__Exercise brief__
Copy the data below exactly.

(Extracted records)
* * *

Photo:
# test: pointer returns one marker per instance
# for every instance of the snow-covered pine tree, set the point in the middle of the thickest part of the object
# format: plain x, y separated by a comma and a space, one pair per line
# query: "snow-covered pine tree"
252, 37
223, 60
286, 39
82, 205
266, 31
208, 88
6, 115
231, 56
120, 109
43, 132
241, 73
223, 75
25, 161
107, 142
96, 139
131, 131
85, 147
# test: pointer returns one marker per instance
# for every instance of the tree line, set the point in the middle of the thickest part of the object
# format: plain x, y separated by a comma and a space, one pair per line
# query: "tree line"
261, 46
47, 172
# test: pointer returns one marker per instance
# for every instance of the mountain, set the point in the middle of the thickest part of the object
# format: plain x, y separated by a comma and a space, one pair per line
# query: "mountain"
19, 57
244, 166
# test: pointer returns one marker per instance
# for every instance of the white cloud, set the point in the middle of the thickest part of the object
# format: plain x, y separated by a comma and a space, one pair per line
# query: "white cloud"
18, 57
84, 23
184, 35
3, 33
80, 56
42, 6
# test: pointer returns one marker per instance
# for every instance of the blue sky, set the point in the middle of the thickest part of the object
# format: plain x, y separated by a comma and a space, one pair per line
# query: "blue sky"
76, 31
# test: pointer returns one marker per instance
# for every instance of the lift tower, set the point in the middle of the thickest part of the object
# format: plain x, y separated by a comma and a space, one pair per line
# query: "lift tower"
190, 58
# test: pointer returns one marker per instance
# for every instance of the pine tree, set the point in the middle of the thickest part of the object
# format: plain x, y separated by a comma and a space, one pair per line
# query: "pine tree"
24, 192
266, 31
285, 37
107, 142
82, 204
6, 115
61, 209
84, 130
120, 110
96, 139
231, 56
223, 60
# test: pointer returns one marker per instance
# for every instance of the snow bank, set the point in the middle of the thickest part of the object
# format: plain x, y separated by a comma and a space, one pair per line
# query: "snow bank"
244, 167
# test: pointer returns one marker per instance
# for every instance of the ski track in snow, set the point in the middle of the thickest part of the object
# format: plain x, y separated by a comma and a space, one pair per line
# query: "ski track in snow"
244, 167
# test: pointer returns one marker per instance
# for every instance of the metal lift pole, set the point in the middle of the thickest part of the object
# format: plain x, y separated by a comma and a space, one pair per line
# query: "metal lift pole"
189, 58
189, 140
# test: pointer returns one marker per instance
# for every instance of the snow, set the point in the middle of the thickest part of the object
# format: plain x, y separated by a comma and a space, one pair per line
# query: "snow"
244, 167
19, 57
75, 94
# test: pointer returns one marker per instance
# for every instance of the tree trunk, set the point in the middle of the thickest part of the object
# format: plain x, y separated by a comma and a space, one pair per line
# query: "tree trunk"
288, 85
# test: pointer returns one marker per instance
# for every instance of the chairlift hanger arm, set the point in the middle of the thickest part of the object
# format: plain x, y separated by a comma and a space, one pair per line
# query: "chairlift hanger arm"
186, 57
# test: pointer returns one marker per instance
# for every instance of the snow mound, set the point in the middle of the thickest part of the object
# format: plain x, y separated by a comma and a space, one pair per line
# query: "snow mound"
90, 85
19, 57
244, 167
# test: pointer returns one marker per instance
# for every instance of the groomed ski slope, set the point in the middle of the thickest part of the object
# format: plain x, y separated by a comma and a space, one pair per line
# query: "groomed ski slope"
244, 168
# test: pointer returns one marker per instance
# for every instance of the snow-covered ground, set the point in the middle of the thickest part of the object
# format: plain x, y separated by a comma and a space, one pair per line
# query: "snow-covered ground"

* * *

__Completed task__
Photo:
# test: pointer returns one marker per instance
# for every instance of the snow-covered pine tree, set the point in the middle of the thickest part of the object
# format: plain x, y separated by a comma and a space, one pair per line
# query: "snow-covered pine tree"
252, 37
223, 60
286, 39
82, 205
266, 31
208, 88
6, 115
231, 56
120, 109
43, 132
241, 73
223, 75
25, 161
107, 142
96, 139
131, 131
85, 147
# test: pointer returns one marker per instance
# for every instance of the tree line, set the point in the middle of the thickest part of the object
# format: plain x, y separated by a comma and a space, one pair per line
# query: "tree line"
261, 46
47, 172
# test: pointer returns one marker per instance
# for every instance of the mountain, set the point in the middle of the thickest part of the object
# format: plain x, y separated by a comma and a space, one pair per line
# query: "mountain"
19, 57
244, 166
# test: pointer returns one marker per instance
# for every instance of the white cloud, set the point in the middle of the thickest part of the object
# format: plain x, y separated by a comma and a space, one pair per line
# query: "white cloud"
18, 57
84, 23
184, 35
3, 33
80, 56
42, 6
# test: pointer returns one marker per instance
# for every instance of the blue sky, set the point in the middle of the thickest part of the object
# format: plain x, y separated by a comma and a space, one pair per line
# query: "blue sky"
76, 31
# test: pointer returns one marker per instance
# for every instance of the lift tower, set the point in the middle of the thickest part of the object
# format: plain x, y separated by a comma and a space, one pair per line
# query: "lift tower"
190, 58
# test: pointer returns one marker per instance
# for every instance of the pine tree, set the point in the middle of the thickest part of the object
# format: plain x, y separated by a comma and a space, one pair per line
# query: "pine tree"
24, 192
266, 31
285, 37
107, 142
82, 204
6, 115
61, 209
84, 130
120, 110
96, 139
231, 56
223, 60
# test: pointer returns one marker per instance
# for every instance of the snow bank, set the point in the middle of the thickest part of the object
# format: plain x, y separated by a comma and a space, one pair per line
# query: "snow bank"
244, 167
# test: pointer returns one marker per instance
# for every instance of the ski track in snow, set the point in the middle of the thickest part of the object
# format: plain x, y separated by a comma and a space, one pair per line
# query: "ski track in snow"
244, 167
# test: pointer returns one marker per instance
# for every instance of the metal lift pole, set the point in the middle of the thickest part of the object
# format: plain x, y separated by a comma and a space, one pair per line
# query: "metal lift pole"
189, 58
189, 140
# test: pointer returns one marker per instance
# for every instance of the snow, set the point in the middle of the thickest part of the object
# format: plain x, y separated by a comma and a space, one pair per line
# query: "snow"
244, 167
19, 57
75, 94
# test: pointer returns one marker per instance
# for every instance of the tree trunk, set the point in the middle of the thickest part of the object
# format: plain x, y separated by a comma and a space, one pair per line
# query: "tree trunk"
288, 85
# test: pointer returns one marker per instance
# for every instance of the chairlift hanger arm, set the point in the middle of the thickest part of the object
# format: plain x, y separated by a comma and a space, one pair per line
# query: "chairlift hanger arm"
186, 57
# test: pointer returns one marker per instance
# for every instance of the snow mound, set the point in the middle of the thickest part of the object
# format: plain x, y separated by a comma and a space, one pair per line
# query: "snow mound"
90, 85
19, 57
244, 167
# test: pointer returns one marker per instance
# for every instance of the groomed ski slope, set the point in the middle of the thickest part of the object
# format: plain x, y separated by a comma and a space, one pair per line
# query: "groomed ski slope"
244, 168
# test: pointer returns one marker per instance
# for every instance of the snow-covered ground, set the point in the middle of the thickest part of the object
# format: plain x, y separated by a comma and a space, one pair per line
# query: "snow-covered ground"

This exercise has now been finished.